◆ **TASK TO COMPLETE**: Copy the records from the line with "Exercise. Mark the top" through the end of the records, renaming "bare tree" to "leafless tree" and keeping everything else unchanged.

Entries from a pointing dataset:
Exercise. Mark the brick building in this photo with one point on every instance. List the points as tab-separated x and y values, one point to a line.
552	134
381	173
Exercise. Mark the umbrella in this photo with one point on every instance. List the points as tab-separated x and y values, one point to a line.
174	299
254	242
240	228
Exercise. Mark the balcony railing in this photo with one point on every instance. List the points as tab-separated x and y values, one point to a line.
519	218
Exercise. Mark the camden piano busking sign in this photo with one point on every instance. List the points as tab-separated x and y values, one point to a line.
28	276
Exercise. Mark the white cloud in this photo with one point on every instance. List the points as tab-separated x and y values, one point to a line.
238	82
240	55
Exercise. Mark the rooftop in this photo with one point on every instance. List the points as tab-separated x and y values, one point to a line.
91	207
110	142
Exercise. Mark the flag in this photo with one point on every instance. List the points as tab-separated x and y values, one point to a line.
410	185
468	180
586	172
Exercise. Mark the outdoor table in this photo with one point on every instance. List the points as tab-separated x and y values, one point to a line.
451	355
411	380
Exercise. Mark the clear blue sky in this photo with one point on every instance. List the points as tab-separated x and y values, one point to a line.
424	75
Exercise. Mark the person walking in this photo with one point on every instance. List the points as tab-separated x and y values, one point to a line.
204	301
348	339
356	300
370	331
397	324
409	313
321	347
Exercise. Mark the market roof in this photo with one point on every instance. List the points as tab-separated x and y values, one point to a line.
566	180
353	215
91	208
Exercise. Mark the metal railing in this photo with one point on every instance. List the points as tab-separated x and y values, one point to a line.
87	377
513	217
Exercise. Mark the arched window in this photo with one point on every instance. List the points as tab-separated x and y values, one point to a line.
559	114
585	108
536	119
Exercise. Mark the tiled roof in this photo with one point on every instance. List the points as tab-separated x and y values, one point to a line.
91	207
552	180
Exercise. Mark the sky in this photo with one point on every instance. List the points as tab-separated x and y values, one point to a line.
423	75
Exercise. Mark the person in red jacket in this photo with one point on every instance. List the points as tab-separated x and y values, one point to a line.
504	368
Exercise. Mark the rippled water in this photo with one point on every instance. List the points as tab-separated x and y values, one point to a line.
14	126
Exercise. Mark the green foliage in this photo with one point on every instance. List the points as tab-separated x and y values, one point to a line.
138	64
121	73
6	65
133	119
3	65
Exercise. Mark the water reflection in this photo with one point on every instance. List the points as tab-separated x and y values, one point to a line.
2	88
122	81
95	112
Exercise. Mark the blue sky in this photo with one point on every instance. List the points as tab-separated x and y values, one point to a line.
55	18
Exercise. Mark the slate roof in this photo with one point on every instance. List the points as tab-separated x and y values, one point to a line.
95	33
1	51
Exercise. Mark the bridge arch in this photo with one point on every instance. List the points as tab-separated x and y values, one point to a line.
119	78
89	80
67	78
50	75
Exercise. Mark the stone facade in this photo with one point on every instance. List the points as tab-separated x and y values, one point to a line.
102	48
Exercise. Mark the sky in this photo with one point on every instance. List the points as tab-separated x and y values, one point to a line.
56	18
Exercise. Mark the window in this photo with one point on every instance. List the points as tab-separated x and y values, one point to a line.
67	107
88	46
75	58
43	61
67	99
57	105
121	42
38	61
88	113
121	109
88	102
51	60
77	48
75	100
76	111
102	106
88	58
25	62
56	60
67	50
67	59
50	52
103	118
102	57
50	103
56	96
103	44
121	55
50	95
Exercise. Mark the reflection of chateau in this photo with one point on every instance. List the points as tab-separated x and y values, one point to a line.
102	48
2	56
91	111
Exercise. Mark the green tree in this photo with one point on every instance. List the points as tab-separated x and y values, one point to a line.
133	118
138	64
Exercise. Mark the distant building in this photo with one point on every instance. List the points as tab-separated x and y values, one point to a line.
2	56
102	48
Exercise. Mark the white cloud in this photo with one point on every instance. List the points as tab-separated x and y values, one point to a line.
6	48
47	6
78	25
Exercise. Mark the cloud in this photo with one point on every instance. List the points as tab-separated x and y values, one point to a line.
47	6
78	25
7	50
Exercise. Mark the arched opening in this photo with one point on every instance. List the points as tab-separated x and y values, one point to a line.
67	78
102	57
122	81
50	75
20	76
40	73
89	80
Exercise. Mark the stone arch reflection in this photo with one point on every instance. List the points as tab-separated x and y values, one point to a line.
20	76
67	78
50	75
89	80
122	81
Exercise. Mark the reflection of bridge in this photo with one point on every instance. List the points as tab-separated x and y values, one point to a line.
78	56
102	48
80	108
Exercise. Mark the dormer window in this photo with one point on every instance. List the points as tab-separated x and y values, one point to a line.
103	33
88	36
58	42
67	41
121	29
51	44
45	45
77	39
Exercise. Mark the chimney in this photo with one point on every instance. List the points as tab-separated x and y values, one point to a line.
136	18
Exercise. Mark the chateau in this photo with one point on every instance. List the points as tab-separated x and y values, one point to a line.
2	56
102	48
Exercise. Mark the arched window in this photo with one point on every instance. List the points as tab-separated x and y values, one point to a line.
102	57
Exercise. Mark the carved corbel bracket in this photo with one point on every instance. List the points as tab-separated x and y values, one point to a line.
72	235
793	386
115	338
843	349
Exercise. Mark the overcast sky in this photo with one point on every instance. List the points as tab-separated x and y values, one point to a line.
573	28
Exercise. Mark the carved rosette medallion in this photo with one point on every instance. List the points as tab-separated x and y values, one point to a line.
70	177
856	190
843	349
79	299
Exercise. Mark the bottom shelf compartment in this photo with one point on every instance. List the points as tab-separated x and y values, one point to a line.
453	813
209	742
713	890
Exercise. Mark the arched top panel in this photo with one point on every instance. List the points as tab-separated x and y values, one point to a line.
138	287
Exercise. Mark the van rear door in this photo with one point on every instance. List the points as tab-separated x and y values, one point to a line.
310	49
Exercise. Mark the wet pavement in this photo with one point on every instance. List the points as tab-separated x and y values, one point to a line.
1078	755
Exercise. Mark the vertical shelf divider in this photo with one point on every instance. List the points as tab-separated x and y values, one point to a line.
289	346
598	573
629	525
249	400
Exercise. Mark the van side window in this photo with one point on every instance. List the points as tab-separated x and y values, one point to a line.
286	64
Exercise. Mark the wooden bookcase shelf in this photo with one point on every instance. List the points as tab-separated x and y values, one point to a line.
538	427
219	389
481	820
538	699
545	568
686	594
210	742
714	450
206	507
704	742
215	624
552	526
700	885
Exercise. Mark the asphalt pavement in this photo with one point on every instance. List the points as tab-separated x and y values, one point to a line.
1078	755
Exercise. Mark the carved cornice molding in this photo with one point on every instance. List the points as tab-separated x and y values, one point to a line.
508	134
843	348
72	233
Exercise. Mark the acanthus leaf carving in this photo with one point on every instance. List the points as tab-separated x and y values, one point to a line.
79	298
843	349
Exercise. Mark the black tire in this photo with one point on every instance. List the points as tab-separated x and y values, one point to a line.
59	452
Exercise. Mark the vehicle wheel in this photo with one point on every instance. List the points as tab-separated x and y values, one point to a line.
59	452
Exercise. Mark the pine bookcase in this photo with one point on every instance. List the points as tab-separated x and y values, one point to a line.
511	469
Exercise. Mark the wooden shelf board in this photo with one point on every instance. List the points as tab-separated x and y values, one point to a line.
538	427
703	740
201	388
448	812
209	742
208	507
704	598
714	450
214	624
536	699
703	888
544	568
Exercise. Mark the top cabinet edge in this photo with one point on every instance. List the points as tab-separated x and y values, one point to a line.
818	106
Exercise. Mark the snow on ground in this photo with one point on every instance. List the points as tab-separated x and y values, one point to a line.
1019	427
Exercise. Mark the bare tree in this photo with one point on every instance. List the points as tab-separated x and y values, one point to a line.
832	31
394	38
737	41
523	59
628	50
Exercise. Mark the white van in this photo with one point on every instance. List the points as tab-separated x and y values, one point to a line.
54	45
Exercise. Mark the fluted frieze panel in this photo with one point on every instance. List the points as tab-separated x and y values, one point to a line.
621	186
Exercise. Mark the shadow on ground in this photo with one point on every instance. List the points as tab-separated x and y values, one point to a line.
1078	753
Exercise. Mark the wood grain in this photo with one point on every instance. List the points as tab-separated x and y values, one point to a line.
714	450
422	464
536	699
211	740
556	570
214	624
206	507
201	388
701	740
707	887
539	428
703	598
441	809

◆ **WORKED ANSWER**:
Exercise. Mark the top cabinet edge in this photo with one point on every instance. List the points as tab-separated x and y values, one point to a line.
818	106
Exercise. Mark the snow on ground in this photo with one point on every instance. List the points as tab-separated x and y values, one point to a line.
1019	427
Exercise. Mark the leafless tree in this photo with one point on every instance. List the points as tab-separated x and y values, one point to a line.
832	31
394	38
737	41
523	59
628	50
Exercise. Mark the white van in this photo with one point on every instance. List the points as tab-separated x and y values, one point to a line.
54	45
Exercise. Mark the fluted frieze panel in this photo with one point on every instance. List the points as tab-separated x and y values, one point to a line.
621	186
Exercise. Mark the shadow on ground in this photo with one point on every instance. List the points as tab-separated x and y values, one point to a line.
1078	753
Exercise. Mark the wood grain in this photo with one point on every instance. List the points as tab-separated x and y values, one point to a line.
714	450
422	464
536	699
211	740
556	570
214	624
206	507
201	388
701	740
707	887
539	428
703	598
441	809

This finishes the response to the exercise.